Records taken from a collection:
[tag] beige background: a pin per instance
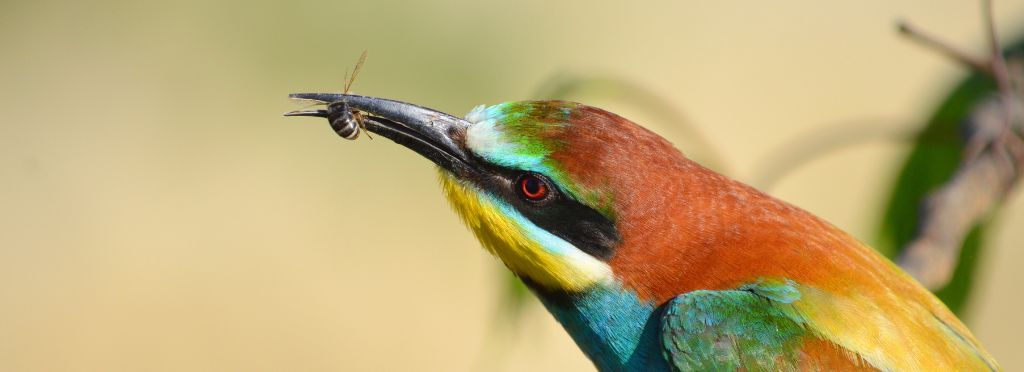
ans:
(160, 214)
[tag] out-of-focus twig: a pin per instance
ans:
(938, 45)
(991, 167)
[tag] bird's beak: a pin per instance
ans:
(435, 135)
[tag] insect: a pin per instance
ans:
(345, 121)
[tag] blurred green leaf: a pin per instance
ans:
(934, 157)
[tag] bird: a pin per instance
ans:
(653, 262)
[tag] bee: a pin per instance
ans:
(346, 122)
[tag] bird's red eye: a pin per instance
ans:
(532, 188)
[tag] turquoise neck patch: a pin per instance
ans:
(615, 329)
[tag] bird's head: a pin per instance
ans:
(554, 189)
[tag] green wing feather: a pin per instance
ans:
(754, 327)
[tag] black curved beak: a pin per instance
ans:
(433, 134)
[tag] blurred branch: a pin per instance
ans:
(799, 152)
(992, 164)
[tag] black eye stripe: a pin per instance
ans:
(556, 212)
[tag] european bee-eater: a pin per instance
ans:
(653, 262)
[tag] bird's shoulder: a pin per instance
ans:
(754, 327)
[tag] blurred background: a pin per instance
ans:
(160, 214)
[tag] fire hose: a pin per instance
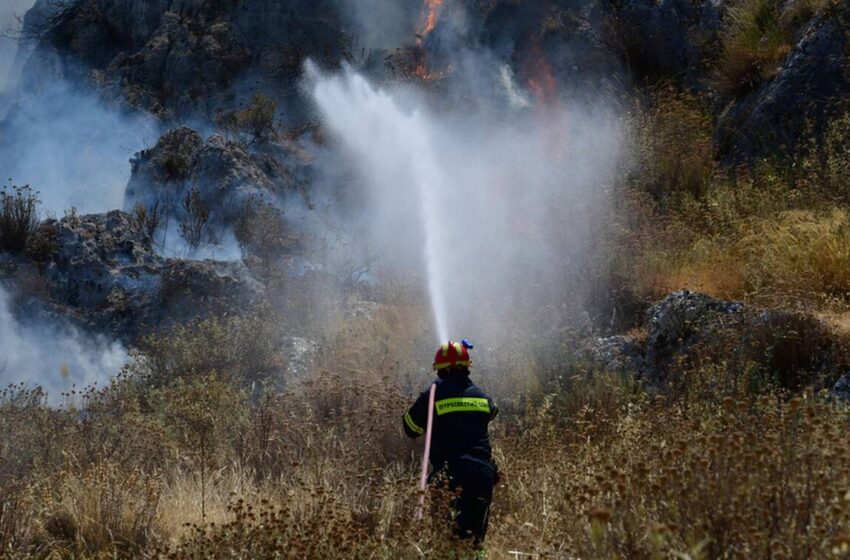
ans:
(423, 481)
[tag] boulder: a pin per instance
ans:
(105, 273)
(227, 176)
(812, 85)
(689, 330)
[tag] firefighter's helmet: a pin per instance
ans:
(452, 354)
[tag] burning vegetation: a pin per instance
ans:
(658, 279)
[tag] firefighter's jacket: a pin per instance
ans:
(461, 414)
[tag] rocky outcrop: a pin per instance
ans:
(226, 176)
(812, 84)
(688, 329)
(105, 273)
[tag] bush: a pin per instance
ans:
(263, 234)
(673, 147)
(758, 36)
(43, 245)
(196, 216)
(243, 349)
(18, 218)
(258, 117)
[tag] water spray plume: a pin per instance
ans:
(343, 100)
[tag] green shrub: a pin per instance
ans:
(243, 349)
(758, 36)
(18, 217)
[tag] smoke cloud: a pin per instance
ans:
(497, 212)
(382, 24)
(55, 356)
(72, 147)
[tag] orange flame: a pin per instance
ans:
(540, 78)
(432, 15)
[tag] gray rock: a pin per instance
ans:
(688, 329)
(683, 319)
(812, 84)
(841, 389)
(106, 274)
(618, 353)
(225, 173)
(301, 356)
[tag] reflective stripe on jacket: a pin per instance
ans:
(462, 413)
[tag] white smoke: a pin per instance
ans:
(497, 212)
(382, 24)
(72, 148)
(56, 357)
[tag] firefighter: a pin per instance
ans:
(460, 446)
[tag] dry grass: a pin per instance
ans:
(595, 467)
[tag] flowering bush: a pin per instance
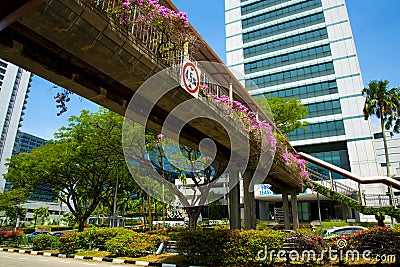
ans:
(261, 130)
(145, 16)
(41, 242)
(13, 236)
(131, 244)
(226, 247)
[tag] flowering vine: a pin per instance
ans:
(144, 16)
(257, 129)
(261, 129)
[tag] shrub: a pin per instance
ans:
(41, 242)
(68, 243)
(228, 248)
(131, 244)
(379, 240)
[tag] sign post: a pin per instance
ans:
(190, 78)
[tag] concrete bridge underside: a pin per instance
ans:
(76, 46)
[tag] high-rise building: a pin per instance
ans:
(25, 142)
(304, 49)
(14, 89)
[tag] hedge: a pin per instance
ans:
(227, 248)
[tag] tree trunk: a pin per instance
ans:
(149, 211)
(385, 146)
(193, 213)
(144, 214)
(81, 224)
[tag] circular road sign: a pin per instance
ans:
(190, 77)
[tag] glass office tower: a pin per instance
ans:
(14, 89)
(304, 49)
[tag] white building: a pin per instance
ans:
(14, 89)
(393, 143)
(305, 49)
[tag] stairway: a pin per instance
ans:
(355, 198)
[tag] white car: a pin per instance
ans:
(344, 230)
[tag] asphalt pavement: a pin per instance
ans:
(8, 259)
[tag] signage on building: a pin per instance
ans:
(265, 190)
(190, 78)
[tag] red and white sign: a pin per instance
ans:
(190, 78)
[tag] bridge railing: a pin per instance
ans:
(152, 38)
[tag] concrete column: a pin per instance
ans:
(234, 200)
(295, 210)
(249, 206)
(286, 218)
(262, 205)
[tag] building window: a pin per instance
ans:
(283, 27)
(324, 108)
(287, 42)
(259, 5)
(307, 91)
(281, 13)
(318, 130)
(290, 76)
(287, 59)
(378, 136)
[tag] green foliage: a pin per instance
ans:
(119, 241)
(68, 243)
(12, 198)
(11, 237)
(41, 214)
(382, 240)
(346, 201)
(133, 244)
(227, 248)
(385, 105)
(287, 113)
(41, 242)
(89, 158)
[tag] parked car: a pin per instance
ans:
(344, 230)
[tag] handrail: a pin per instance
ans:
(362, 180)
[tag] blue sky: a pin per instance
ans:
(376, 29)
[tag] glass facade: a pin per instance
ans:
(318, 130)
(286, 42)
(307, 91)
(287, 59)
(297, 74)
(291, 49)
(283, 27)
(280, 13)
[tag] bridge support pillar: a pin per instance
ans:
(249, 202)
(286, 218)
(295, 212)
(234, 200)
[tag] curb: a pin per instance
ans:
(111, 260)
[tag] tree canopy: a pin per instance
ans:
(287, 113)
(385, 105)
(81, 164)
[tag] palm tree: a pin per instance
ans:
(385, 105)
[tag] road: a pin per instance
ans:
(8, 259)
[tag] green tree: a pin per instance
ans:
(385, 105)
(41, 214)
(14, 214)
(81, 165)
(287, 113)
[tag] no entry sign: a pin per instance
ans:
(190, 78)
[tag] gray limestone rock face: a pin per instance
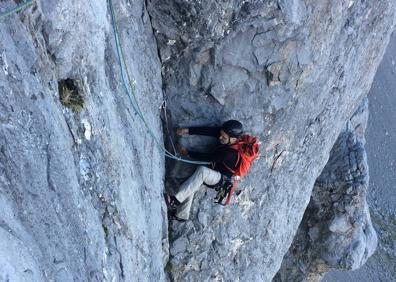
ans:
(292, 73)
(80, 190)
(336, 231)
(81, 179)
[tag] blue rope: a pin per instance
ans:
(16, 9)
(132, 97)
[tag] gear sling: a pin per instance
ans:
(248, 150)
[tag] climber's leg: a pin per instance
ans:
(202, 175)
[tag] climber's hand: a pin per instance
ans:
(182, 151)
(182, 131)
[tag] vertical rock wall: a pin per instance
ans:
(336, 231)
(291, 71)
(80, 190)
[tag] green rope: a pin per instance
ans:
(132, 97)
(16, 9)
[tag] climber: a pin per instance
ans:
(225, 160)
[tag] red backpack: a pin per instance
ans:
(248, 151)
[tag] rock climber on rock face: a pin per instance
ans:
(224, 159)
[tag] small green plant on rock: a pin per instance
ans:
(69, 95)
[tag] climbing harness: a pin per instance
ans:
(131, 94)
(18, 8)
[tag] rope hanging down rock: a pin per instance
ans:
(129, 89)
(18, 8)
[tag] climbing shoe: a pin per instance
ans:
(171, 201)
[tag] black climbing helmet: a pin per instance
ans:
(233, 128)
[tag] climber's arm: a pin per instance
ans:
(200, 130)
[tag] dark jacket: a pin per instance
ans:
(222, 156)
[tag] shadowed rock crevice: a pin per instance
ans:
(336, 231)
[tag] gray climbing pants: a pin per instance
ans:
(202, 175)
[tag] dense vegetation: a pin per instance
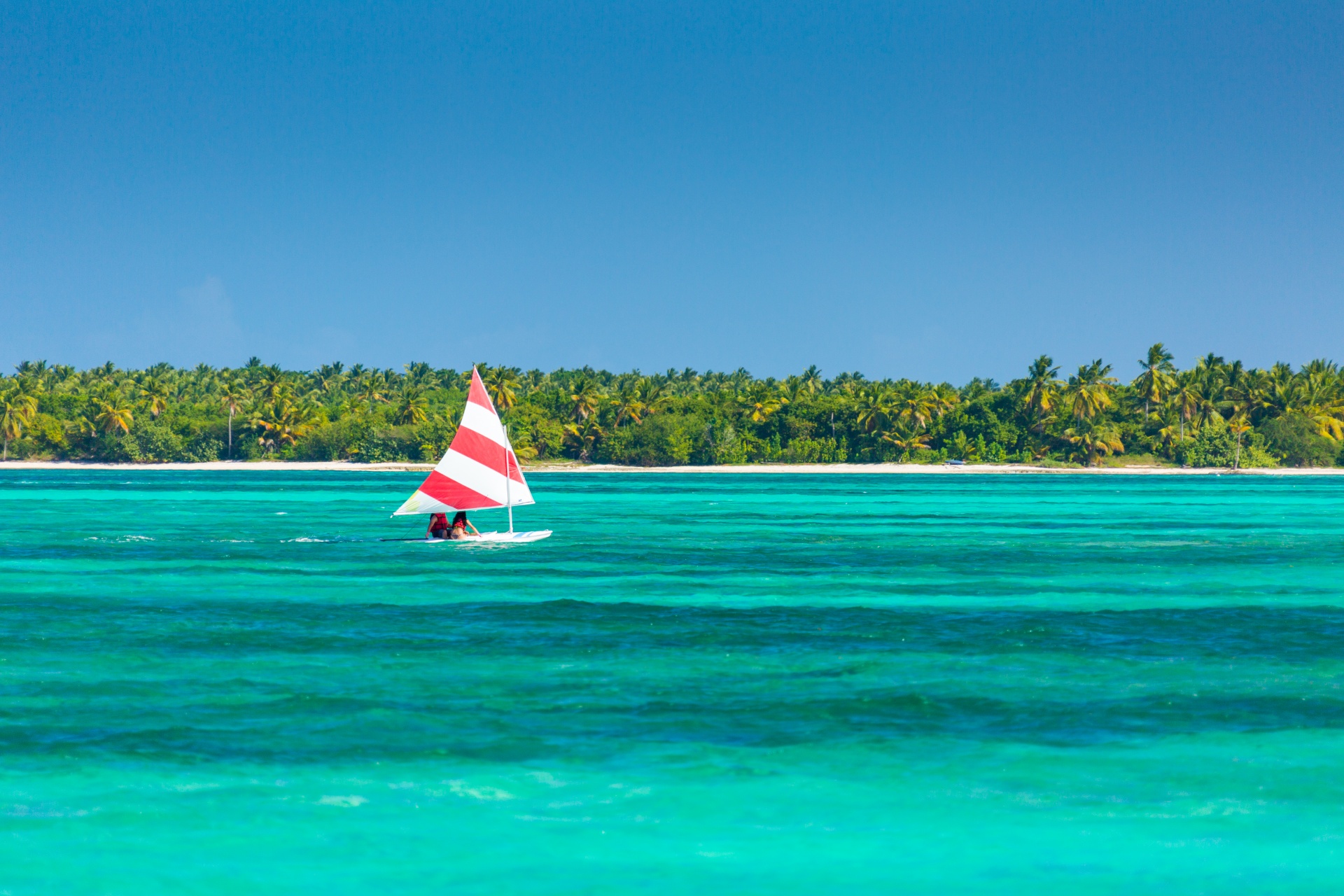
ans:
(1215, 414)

Problem statement:
Turn all the records above into a numbered list, one line per item, with no blank lines. Leave out the pictures.

Written answer:
1. [tag] beige background: a pin per instance
2. ans:
3. (160, 214)
4. [tag] out-of-focus twig: a pin per instance
5. ans:
6. (938, 45)
7. (991, 167)
8. [tag] bird's beak: a pin per instance
9. ans:
10. (435, 135)
11. [tag] insect: a pin per instance
12. ans:
13. (345, 121)
14. [tag] blurred green leaf: a pin per instance
15. ans:
16. (934, 157)
17. [tag] bird: a pin per instance
18. ans:
19. (653, 262)
20. [tag] bee: a pin per instance
21. ans:
22. (346, 122)
23. [tag] bird's red eye: a pin per instance
24. ans:
25. (532, 188)
26. [tag] turquoise neck patch: a pin per instance
27. ans:
28. (615, 329)
29. [tag] bird's head: a pin per instance
30. ans:
31. (554, 189)
32. [tag] green wing feather: a pin per instance
33. ans:
34. (754, 327)
35. [tag] black curved beak: a pin per instance
36. ans:
37. (433, 134)
38. [tag] blurred branch: a pin per instance
39. ans:
40. (799, 152)
41. (992, 164)
42. [tag] black eye stripe: a pin per instance
43. ans:
44. (556, 212)
45. [tag] european bee-eater: a pin per instance
46. ans:
47. (653, 262)
48. [tag] bird's shoulder: a pin per instance
49. ans:
50. (754, 327)
51. [tag] blurred background: a pin per instance
52. ans:
53. (160, 214)
54. [tag] fire hose: a pin per instance
55. ans:
56. (423, 481)
57. [tag] boulder: a pin per instance
58. ans:
59. (105, 273)
60. (227, 176)
61. (812, 85)
62. (689, 330)
63. [tag] firefighter's helmet: a pin per instance
64. ans:
65. (452, 354)
66. [tag] burning vegetation: a pin per instance
67. ans:
68. (658, 279)
69. [tag] firefighter's jacket: a pin per instance
70. ans:
71. (461, 414)
72. [tag] rocky outcrop: a pin per instance
73. ans:
74. (226, 176)
75. (812, 84)
76. (688, 329)
77. (105, 273)
78. [tag] bush: a pin per instance
79. ans:
80. (263, 234)
81. (673, 147)
82. (758, 36)
83. (43, 245)
84. (196, 216)
85. (243, 349)
86. (18, 218)
87. (258, 117)
88. [tag] water spray plume: a pin per instance
89. ans:
90. (343, 100)
91. [tag] green shrub: a pin per instance
92. ans:
93. (243, 349)
94. (758, 36)
95. (18, 217)
96. [tag] smoke cloud: a pin per instance
97. ans:
98. (497, 212)
99. (382, 24)
100. (55, 356)
101. (72, 147)
102. [tag] orange flame: a pin per instance
103. ans:
104. (540, 78)
105. (432, 15)
106. [tag] gray rock: a pin per instance
107. ans:
108. (688, 329)
109. (683, 319)
110. (812, 84)
111. (841, 389)
112. (106, 274)
113. (618, 353)
114. (225, 173)
115. (301, 356)
116. [tag] reflective stripe on jacket: a pin per instance
117. ans:
118. (462, 413)
119. [tag] white smoke: a pin per instance
120. ans:
121. (497, 212)
122. (382, 24)
123. (72, 148)
124. (56, 357)
125. [tag] firefighter: a pin per instance
126. ans:
127. (460, 446)
128. [tag] dry grass: a pin per instance
129. ans:
130. (595, 467)
131. [tag] flowering bush: a pin per instance
132. ans:
133. (261, 130)
134. (145, 16)
135. (41, 242)
136. (13, 236)
137. (131, 244)
138. (226, 247)
139. [tag] flowering vine: a pin per instance
140. ans:
141. (144, 16)
142. (257, 129)
143. (261, 129)
144. [tag] shrub: a pin per instance
145. ans:
146. (41, 242)
147. (68, 243)
148. (228, 248)
149. (131, 244)
150. (379, 240)
151. [tag] sign post: a pin per instance
152. ans:
153. (190, 78)
154. [tag] concrete bridge underside: a pin per instance
155. ans:
156. (76, 46)
157. [tag] high-rise building: a pin per instance
158. ans:
159. (25, 142)
160. (304, 49)
161. (14, 89)
162. [tag] hedge: a pin per instance
163. ans:
164. (227, 248)
165. [tag] tree trunk: a pin per instance
166. ans:
167. (149, 211)
168. (385, 146)
169. (193, 213)
170. (144, 214)
171. (81, 224)
172. [tag] circular road sign: a pin per instance
173. ans:
174. (190, 77)
175. [tag] glass office tower: a pin per instance
176. ans:
177. (14, 89)
178. (304, 49)
179. [tag] white building: a pin per instance
180. ans:
181. (14, 89)
182. (393, 143)
183. (305, 49)
184. [tag] stairway: a pin per instance
185. ans:
186. (355, 198)
187. [tag] white car: a pin per instance
188. ans:
189. (344, 230)
190. [tag] asphalt pavement: a pin per instance
191. ans:
192. (8, 259)
193. [tag] signage on building: a pin per instance
194. ans:
195. (265, 190)
196. (190, 78)
197. [tag] red and white sign: a pin per instance
198. ans:
199. (190, 78)
200. [tag] bridge railing: a pin per instance
201. ans:
202. (152, 38)
203. [tag] concrete column: a pin per instance
204. ans:
205. (234, 200)
206. (295, 210)
207. (249, 206)
208. (286, 218)
209. (262, 205)
210. [tag] building window: a pin per instance
211. ans:
212. (283, 27)
213. (324, 108)
214. (287, 42)
215. (259, 5)
216. (307, 91)
217. (281, 13)
218. (318, 130)
219. (290, 76)
220. (287, 59)
221. (378, 136)
222. [tag] green foliage: a pin per instance
223. ans:
224. (119, 241)
225. (68, 243)
226. (12, 198)
227. (11, 237)
228. (41, 214)
229. (382, 240)
230. (346, 201)
231. (133, 244)
232. (227, 248)
233. (385, 105)
234. (287, 113)
235. (41, 242)
236. (89, 158)
237. [tag] parked car: a pin per instance
238. ans:
239. (344, 230)
240. [tag] handrail: a pin per instance
241. ans:
242. (362, 180)
243. [tag] blue sky: a pin per instance
244. ans:
245. (376, 29)
246. [tag] glass facade: a pin per instance
247. ans:
248. (318, 130)
249. (286, 42)
250. (307, 91)
251. (287, 59)
252. (297, 74)
253. (291, 49)
254. (283, 27)
255. (280, 13)
256. [tag] bridge support pillar: a pin per instance
257. ans:
258. (249, 202)
259. (286, 218)
260. (295, 212)
261. (234, 200)
262. [tag] curb: a pin per instance
263. ans:
264. (111, 260)
265. [tag] tree canopy: a pin per instance
266. ans:
267. (287, 113)
268. (385, 105)
269. (81, 164)
270. [tag] palm tree: a pin per instance
271. ans:
272. (385, 105)
273. [tag] road: a pin per instance
274. ans:
275. (8, 259)
276. [tag] green tree: a pin per instance
277. ans:
278. (385, 105)
279. (41, 214)
280. (14, 214)
281. (81, 165)
282. (287, 113)
283. [tag] no entry sign: a pin per instance
284. ans:
285. (190, 78)
286. [tag] gray limestone rock face: a pin per instance
287. ans:
288. (292, 73)
289. (80, 190)
290. (336, 231)
291. (81, 179)
292. [tag] blue rope: a pin per instance
293. ans:
294. (16, 9)
295. (132, 97)
296. [tag] gear sling: a pin per instance
297. ans:
298. (248, 150)
299. [tag] climber's leg: a pin per instance
300. ans:
301. (202, 175)
302. [tag] climber's hand: a pin per instance
303. ans:
304. (182, 151)
305. (182, 131)
306. [tag] vertical rock wall: a pin per instance
307. ans:
308. (336, 231)
309. (291, 71)
310. (80, 190)
311. [tag] green rope: a pin per instance
312. ans:
313. (132, 97)
314. (16, 9)
315. [tag] climber: a pin per instance
316. ans:
317. (225, 160)
318. [tag] red backpack: a pin per instance
319. ans:
320. (248, 151)
321. [tag] rock climber on rock face: a pin per instance
322. ans:
323. (224, 159)
324. [tag] small green plant on rock: a pin per instance
325. ans:
326. (69, 95)
327. [tag] climbing harness: a pin per instance
328. ans:
329. (131, 94)
330. (18, 8)
331. [tag] rope hanging down rock: a pin per instance
332. ans:
333. (129, 89)
334. (18, 8)
335. [tag] climbing shoe: a pin per instance
336. ans:
337. (171, 201)
338. [tag] black climbing helmet: a pin per instance
339. ans:
340. (233, 128)
341. [tag] climber's arm: a pin per instance
342. ans:
343. (200, 130)
344. [tag] dark jacket: a pin per instance
345. ans:
346. (222, 156)
347. [tag] shadowed rock crevice: a pin per instance
348. ans:
349. (336, 231)
350. [tag] gray climbing pants: a pin per instance
351. ans:
352. (202, 175)
353. [tag] dense vegetation: a pin per instance
354. ans:
355. (1215, 414)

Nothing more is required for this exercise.